Rock
sanguigno e gioco di squadra
di
Massimo
Baraldi
Sono
in quattro, vengono dalle Marche e insieme
hanno dato vita ad una delle più
brillanti formazioni rock attualmente
a piede libero nel nostro paese: sono
i Cheap Wine, e per il loro successo non
devono ringraziare nessuno.
Quello di Marco e Michele Diamantini (voce
e chitarre), Alessandro Grazioli (basso)
e Francesco Zanotti (batteria) è
un gruppo indipendente e felice di esserlo,
che si esprime come sa fare in un rock
genuino e privo di fronzoli. Con ormai
ben 6 album alle spalle i Cheap Wine hanno
dimostrato che possono esistere delle
alternative al mainstream musicale, a
patto di avere la forza di crearsele e
il coraggio di crederci. Per quel che
li riguarda la loro strada se la sono
tracciata da soli e della cosa non sembrano
affatto pentiti.

----

▶ ESERCIZIO BREVE A
Spiega a quale condizione, secondo il brano sui Cheap Wine, possono esistere alternative al mainstream musicale.

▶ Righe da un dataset
----

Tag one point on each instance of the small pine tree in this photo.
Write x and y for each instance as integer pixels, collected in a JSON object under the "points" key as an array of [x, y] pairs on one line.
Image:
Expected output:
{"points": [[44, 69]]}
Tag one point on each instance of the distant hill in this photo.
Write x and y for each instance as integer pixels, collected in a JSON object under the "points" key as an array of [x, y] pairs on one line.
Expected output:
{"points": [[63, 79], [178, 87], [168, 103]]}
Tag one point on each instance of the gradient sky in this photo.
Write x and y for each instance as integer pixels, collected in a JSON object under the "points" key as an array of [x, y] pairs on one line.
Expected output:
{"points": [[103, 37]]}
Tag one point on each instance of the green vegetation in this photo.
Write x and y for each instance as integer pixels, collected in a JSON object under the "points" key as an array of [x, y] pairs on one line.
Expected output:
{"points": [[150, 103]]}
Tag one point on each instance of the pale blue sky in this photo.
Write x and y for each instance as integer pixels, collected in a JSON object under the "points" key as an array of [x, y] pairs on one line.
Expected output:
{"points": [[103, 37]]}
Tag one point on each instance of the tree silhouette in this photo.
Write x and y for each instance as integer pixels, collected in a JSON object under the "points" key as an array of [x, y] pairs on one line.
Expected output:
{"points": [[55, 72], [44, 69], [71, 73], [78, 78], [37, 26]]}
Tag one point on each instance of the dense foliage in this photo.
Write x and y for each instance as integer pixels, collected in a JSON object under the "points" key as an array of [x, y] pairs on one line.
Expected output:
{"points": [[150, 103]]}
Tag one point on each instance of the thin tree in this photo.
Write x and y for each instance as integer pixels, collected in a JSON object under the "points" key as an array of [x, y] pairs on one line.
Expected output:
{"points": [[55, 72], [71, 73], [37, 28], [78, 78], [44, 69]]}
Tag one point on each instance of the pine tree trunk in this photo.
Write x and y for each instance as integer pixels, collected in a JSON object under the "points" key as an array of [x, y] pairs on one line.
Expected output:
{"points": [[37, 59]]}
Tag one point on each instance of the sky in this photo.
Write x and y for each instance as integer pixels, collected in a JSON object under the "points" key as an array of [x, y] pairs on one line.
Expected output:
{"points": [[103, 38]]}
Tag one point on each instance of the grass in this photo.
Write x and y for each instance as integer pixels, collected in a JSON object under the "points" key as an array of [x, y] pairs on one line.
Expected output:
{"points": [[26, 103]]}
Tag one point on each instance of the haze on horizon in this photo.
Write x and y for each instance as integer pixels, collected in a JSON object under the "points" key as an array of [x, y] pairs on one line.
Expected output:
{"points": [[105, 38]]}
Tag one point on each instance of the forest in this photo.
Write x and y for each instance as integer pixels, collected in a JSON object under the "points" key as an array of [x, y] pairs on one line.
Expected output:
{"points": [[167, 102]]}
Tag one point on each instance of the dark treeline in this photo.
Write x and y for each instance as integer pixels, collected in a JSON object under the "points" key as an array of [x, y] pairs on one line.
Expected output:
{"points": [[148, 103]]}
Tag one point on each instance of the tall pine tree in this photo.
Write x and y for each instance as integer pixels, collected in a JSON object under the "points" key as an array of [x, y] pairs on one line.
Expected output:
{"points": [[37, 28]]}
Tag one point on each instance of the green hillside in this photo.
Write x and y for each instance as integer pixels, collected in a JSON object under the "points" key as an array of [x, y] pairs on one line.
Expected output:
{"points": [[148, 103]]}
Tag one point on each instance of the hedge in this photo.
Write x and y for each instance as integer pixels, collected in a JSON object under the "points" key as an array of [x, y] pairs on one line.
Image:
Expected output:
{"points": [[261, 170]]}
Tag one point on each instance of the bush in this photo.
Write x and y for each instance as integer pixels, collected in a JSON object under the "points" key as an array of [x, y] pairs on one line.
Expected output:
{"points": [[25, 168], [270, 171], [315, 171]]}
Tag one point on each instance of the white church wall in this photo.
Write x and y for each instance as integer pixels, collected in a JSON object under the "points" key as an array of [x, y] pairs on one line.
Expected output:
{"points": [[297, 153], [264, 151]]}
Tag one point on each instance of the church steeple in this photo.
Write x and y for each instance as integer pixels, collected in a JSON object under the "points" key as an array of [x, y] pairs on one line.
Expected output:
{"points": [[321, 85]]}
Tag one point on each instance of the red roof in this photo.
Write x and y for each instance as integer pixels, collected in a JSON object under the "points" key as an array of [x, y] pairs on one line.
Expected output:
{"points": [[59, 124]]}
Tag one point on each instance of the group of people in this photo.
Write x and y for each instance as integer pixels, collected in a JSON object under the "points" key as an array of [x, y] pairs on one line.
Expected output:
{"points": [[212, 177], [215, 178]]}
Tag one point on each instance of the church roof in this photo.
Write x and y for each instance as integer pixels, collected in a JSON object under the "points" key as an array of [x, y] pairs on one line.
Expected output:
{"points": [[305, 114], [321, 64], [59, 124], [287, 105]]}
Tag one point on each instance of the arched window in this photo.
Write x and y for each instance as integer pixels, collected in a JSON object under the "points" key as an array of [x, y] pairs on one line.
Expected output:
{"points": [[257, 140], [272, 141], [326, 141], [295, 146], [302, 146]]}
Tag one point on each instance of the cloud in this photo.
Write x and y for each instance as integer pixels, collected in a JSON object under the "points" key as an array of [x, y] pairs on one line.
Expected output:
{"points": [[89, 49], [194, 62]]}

----

▶ ESERCIZIO BREVE B
Individua tutte le righe che contengono la parola "roof" e copiale, distinguendo tra maiuscole e minuscole.

▶ RISULTATO A
Secondo il brano, le alternative al mainstream musicale possono esistere a patto di avere la forza di crearsele e il coraggio di crederci. I Cheap Wine lo hanno dimostrato con ormai sei album alle spalle.

▶ RISULTATO B
Tag one point on each instance of the red roof in this photo.
Tag one point on each instance of the church roof in this photo.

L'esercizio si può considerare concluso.